Fly On A Treadmill Uncovers Potential Hearing Aid Problem

Fly On A Treadmill Uncovers Potential Hearing Aid Problem

You’re a tiny parasitic fly, minding your business, stuck with wax to a tether and standing on a spherical treadmill. Why? You don’t quite remember, but it’s fine. This is what you do now.

Image: Lee et al

Suddenly, a cricket chirps, and another sound plays somewhere near it. Ah! I must approach that cricket, you think. I must raise my larvae on top of it. Because that is also what I do. So you run, run towards where you think the sound of the cricket is coming from. But in the distance, a pair of scientists gasp in surprise. Why isn’t that fly running towards the cricket sound?

Scientists have been using the Ormia ochracea fly in order to develop hearing aids that don’t just amplify sound; they can actually tell the listener where the sound came from. That’s because the tiny fly can tell the direction a sound came from, despite the fact that it essentially hears the sounds at exactly the same time in both ears. But a pair of researchers came across a problem with the insect’s ears that might complicate the goal of turning them into new ears for humans.

“If we’re in a noisy situation and want to perceive the speech of a single person in front of us and they’re beside a source [of noise], it will be harder to hear the speech from the one person,” study author Norman Lee, now assistant professor of biology at St Olaf College in Minnesota, told Gizmodo. “But if we spatially separate the person from the noise, then it becomes easier for us to perceive that signal of interest.”

You’d think that flies, like humans, would better locate the source of a sound if it was more isolated from some masking background noise. “That’s not what we found,” said Lee. “That was part of the interesting result.”

**SUPPLIED MATERIAL**

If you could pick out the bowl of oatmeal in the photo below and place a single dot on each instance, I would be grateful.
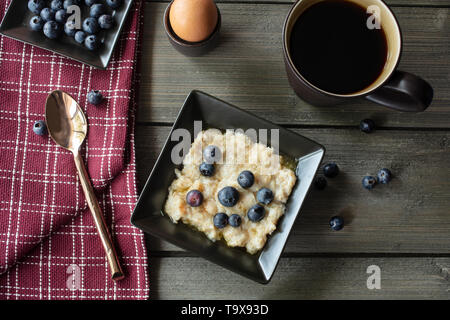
(228, 186)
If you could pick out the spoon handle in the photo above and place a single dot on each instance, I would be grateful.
(100, 224)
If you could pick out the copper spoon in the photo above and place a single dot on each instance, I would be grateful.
(67, 126)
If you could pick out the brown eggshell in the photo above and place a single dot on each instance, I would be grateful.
(193, 20)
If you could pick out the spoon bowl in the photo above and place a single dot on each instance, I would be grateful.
(67, 126)
(66, 122)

**PROBLEMS TO WORK ON**
1 – Answer these questions from the article on the fly and hearing aids:
(a) What holds the fly in place on the spherical treadmill?
(b) Which fly species have scientists been using to develop hearing aids?
(c) In which state is St Olaf College?
2 – Could you continue the article on the fly and hearing aids, picking up after its final sentence?

**WRITTEN RESPONSES**
1 –
(a) Wax, which sticks it to a tether.
(b) Ormia ochracea.
(c) Minnesota.

2 –
The experimenters first played a cricket sound without any background noise, and the fly seemed to walk towards it on the treadmill. When the researchers introduced a masking noise to the right of the cricket, the fly’s path on the treadmill veered slightly to the left, and vice versa. When the masking noise was far to the right of the cricket’s, the fly’s path veered even further to the left — implying that the fly was even worse at determining the cricket sound’s location with further separation of the two.

You might think the fly was just afraid of the unfamiliar background sound, but when the researchers played the background noise without the cricket, the fly moved a little bit and then stood still, according to the study that will be published in the journal eLife.

Plenty of things might explain what was going on here, mainly involving the fly’s biology and how it actually hears. But the important thing is that if you’re using these flies to make better hearing aids, the results present a potential issue. Wearers of the fly-inspired aids might not be able to distinguish where sounds came from in the presence of multiple sources from different directions, either.

The study’s reviewers pointed out something important — the study only tests separations between a source and a masking noise of around six degrees or higher, and doesn’t test the two coming from smaller separations or the same place. That means the researchers can’t conclude whether or not the fly can tell the difference between sounds coming from smaller angles of separation.

Lee was quick to point out the study’s other limitations, too. The fly is tethered to a trackball, so “nothing about the sound is changing while they’re walking”. This isn’t anything like what happens in the wild, where there are a lot of sounds potentially masking the cricket’s, and obviously the fly can still find the cricket because it hasn’t gone extinct.

So, what’s next for the hearing aid researchers? Lee pointed out that they may already be working on solutions and processing algorithms for this problem. I reached out to the researchers behind past fly-inspired hearing aid research to see whether they had any comment, but had not heard back at time of writing.

If you do find yourself stuck to a trackball running aimlessly towards a cricket while disappointing some higher power, though, worry not. You tried your best.